Character for character, reproduce every entry below.

TASK DATA Start Marker

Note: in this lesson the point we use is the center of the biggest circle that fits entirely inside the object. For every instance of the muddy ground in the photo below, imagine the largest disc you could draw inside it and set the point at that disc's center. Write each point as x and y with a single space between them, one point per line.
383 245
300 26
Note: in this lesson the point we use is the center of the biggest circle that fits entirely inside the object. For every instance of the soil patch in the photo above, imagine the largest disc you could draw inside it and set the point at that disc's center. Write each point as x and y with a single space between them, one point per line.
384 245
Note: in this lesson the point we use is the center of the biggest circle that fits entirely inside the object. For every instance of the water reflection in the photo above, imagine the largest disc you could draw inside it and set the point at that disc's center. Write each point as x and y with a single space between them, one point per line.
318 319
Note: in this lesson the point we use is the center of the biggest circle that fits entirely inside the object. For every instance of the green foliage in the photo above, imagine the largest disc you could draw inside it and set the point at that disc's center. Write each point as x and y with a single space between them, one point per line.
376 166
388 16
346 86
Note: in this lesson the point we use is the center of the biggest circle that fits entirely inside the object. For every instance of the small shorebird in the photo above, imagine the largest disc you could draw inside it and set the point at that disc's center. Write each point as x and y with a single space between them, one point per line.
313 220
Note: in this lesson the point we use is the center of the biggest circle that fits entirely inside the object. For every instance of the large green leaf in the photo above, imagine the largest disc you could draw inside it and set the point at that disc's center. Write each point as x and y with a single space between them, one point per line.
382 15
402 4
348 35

TASK DATA End Marker

> _RESULT OF THE TASK_:
Note: in this lesson the point we use is the center of the biggest circle that fits entirely inside the object. For every instance of the muddy ground in the photo below, imagine the largest disc you could draw inside it and set the point at that disc's center. Write each point as x and y with a single space between them, one point per line.
383 245
300 26
Note: in this lesson the point we use is the center of the biggest circle that fits entirely inside the object. For every instance of the soil patch in the photo above, imagine the largest disc you could draw inside it and set the point at that disc's center. Write each point as x and y with a single space between them, one point per line.
384 245
Note: in this lesson the point we use is the center of the biggest circle that fits entirely inside the object. For every instance of the water reflection in the photo above, imagine the largest disc you could draw inside it and set the point at that disc's center. Write each point as x and y with a single space between them, one point per line.
318 319
Note: in this lesson the point we use is the center of the biggest circle that fits entirely inside the object. For every instance of the green foliage in the photo above, imagine the largest disc you could draw inside it and set the point at that disc's center. Write each point as x and y with a single space between them, one point per line.
376 166
388 16
346 86
Note: in this lesson the point we use is the center of the biggest circle that fits entirely inside the object. For every instance of the small shorebird in the photo above, imagine the largest disc you could draw inside it and set the point at that disc's center. Write each point as x and y with a single space between them, one point per line.
313 220
Note: in this lesson the point we use is the center of the biggest circle that fits entirely inside the object. For every instance of the large green leaf in the photo above, imagine the largest disc you could draw inside it and set the point at that disc's center. Write each point as x and y with a single space between them, one point per line.
382 15
402 4
348 35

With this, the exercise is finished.